Doctors and hospitals who destroy or lose frozen embryos can’t be sued for wrongful death, the Arizona Court of Appeals ruled Thursday.
In the precedent-setting opinion, the judges said an unimplanted embryo is not a person under state law. In fact, they said Arizona does not recognize a fetus as a person until it reaches viability — when it can survive outside the womb.
The judges refused, however, to decide when life actually begins. They said answering that question — something debated among doctors, scientists, ethicists and philosophers — is unnecessary to resolving the lawsuit before them.
The judges opted to use the term "pre-embryo’’ in the ruling to describe the eightcelled, 3-day-old fertilized egg to avoid that controversy.
But the legal decision is likely to become part of the ongoing debate about both the legality and morality of experimenting on embryonic stem cells.
While the judges refused to let Belinda and William Jeter sue Mayo Clinic for wrongful death, they did say the couple could pursue claims of loss of
irreplaceable property, breach of fiduciary duty, and "bailment’’ — failure to return property.
The Jeters sued after the clinic lost or destroyed some embryos the hospital was supposed to transfer to another doctor. Geoffrey Trachtenberg, the couple’s lawyer, said it is also possible Mayo may have given the embryos to the wrong people.
Appellate Judge Donn Kessler, writing for the court, said some statutes protect implanted embryos and fetuses. For example, he said, it is a crime to knowingly or recklessly cause the death of an unborn child; another statute requires that abortionists try to preserve the life of a fetus that is delivered alive.
Kessler said, though, the laws that allow civil suits presume that a fetus becomes a person at viability. And he said that eight-celled cryopreserved pre-embryos stored in straws "are incapable of developing into children via an extrauterine process.’’
And the judges refused to accept the Jeters’ argument to extend protection of wrongful-death laws to "potential viability,’’ saying that decision is up to the Legislature and not the courts.
Kessler also said allowing wrongful-death lawsuits over unimplanted embryos presents special problems. For example, he said, it is unclear how long an embryo can be kept in a frozen state.
"If the female donor decided she did not want another child, the clinic would be faced with the dilemma of allowing the pre-embryos to be irretrievably damaged by indefinite storage and face potential liability for a wrongful death,’’ Kessler wrote.
Thursday’s ruling does not alarm John Jakubczyk, attorney for Arizona Right to Life, despite the court’s conclusion that an unimplanted embryo is not a person.
Jakubczyk said while he believes life begins when an egg is fertilized, the right to sue is strictly created by the Legislature. As such, he said, lawmakers are free to determine for purposes of a wrongful-death suit when an embryo becomes a person.
He said the situation, at least from a legal standpoint, becomes more complicated with an unimplanted embryo.
"Personally I have a great deal of difficulty separating the notion of ‘conception’ and ‘conceiving’ with the oldfashioned way of doing it,’’ he said. Jakubczyk said that, if nothing else, when couples agree to in vitro fertilization "there’s almost an assumption of risk’’ that something can go wrong.
+-------+
Directions: Copy the article on the Arizona frozen-embryo ruling from "Doctors and hospitals" down to "lawsuit before them.", and swap "Arizona Court of Appeals" for "state appeals court".

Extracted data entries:
+-------+
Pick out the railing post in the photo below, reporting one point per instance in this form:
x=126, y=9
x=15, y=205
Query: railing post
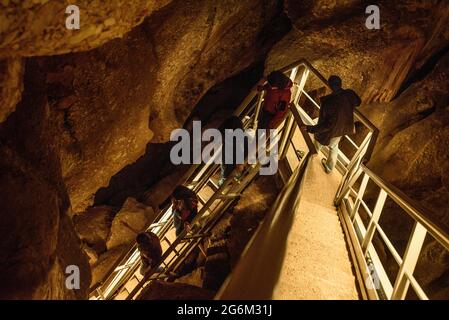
x=256, y=114
x=409, y=262
x=359, y=197
x=374, y=220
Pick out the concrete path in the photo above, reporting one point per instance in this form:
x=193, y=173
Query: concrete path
x=316, y=263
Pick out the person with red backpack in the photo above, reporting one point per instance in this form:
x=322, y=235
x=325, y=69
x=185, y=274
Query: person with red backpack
x=277, y=99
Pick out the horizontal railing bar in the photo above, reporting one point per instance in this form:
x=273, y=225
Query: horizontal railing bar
x=418, y=212
x=390, y=246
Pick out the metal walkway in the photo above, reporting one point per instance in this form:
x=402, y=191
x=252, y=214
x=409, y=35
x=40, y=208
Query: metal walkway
x=302, y=217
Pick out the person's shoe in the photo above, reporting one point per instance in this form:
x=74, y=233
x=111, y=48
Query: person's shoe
x=326, y=169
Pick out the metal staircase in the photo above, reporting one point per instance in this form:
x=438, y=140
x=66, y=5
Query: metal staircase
x=295, y=151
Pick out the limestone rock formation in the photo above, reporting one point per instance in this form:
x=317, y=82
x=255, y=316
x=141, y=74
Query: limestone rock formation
x=333, y=36
x=37, y=238
x=161, y=290
x=132, y=216
x=94, y=226
x=11, y=86
x=38, y=27
x=105, y=261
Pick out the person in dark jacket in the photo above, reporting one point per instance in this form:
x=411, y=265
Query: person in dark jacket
x=277, y=98
x=336, y=120
x=185, y=208
x=150, y=250
x=231, y=123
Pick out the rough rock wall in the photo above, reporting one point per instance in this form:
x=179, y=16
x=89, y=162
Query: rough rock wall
x=333, y=36
x=37, y=27
x=37, y=240
x=401, y=73
x=381, y=65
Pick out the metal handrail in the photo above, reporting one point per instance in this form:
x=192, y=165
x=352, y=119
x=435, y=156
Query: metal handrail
x=414, y=209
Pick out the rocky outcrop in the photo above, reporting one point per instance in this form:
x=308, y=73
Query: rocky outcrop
x=37, y=241
x=102, y=267
x=11, y=86
x=133, y=217
x=333, y=36
x=94, y=226
x=161, y=290
x=38, y=27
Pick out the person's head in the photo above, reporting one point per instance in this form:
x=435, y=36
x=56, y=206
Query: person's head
x=178, y=197
x=278, y=79
x=335, y=83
+-------+
Result for this task:
Doctors and hospitals who destroy or lose frozen embryos can’t be sued for wrongful death, the state appeals court ruled Thursday.
In the precedent-setting opinion, the judges said an unimplanted embryo is not a person under state law. In fact, they said Arizona does not recognize a fetus as a person until it reaches viability — when it can survive outside the womb.
The judges refused, however, to decide when life actually begins. They said answering that question — something debated among doctors, scientists, ethicists and philosophers — is unnecessary to resolving the lawsuit before them.